Work to do:
a - From the camera installation thread, copy out the passage from "## rnichols (Apr" to "use.. AC or DC..".
b - Summarize the camera installation thread in two sentences.

Page:
::::::

# need advice, trying a different camera installation



## rnichols (Apr 19, 2011)

I've always ran that siamese cable and used http://1800securitycamera.com/cctv-power-supply/dc-power-lead-male-connector-for-cctv-camera-power or something similar on the camera end, depending on what I needed. Or I used dolphins for the splicing. 

As far as the different size of wire , you figure the voltage drop depending on the voltage system you use.. AC or DC..


----------



## MDShunk (Jan 7, 2007)

I never have used stock cables. I always used Siamese cable and beanie'd on the pigtail for power. I thought everyone did that. I guess that's you plan, so I see it working out, since it always has for me.


----------



## zwodubber (Feb 24, 2011)

MDShunk said:


> I never have used stock cables. I always used Siamese cable and beanie'd on the pigtail for power. I thought everyone did that. I guess that's you plan, so I see it working out, since it always has for me.

::::::

Provided material:
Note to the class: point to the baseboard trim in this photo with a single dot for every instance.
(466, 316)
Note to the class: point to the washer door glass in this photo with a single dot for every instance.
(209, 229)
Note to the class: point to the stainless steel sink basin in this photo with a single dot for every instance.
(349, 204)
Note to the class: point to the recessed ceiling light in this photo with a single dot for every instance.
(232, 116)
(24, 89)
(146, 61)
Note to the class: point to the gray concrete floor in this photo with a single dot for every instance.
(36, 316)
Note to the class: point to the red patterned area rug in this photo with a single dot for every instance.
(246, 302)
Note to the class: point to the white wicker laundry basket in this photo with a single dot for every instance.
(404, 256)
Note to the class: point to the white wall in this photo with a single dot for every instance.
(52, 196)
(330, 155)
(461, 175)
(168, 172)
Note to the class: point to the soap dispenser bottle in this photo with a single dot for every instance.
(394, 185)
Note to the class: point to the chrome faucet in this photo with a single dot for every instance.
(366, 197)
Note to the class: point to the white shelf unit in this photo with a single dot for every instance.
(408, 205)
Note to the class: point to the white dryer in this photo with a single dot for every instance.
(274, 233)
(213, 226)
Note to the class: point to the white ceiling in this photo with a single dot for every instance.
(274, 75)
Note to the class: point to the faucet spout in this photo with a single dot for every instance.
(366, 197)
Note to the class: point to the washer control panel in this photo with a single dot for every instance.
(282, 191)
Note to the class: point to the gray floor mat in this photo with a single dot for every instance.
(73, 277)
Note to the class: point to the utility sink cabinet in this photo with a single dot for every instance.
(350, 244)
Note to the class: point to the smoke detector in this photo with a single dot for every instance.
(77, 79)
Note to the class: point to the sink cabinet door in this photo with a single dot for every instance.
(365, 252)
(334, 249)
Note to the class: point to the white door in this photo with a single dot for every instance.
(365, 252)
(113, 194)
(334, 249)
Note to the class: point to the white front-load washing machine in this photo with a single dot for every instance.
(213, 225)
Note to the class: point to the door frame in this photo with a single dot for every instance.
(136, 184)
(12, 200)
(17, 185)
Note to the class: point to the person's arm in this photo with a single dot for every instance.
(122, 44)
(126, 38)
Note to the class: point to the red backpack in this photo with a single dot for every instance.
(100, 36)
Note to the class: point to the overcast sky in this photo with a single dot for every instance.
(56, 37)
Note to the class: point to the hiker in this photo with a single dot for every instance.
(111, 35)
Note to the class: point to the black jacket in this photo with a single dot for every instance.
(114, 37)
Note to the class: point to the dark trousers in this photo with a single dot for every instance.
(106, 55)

::::::

Answers per task:
a -
## rnichols (Apr 19, 2011)

I've always ran that siamese cable and used http://1800securitycamera.com/cctv-power-supply/dc-power-lead-male-connector-for-cctv-camera-power or something similar on the camera end, depending on what I needed. Or I used dolphins for the splicing. 

As far as the different size of wire , you figure the voltage drop depending on the voltage system you use.. AC or DC..

b - One poster says they have always run Siamese cable with a DC power lead male connector or something similar at the camera end, or used dolphins for splicing, and that wire size depends on the voltage drop for the AC or DC system in use. Another poster says they never used stock cables but always used Siamese cable with the pigtail beanie'd on for power, and expects the plan to work since it always has for them.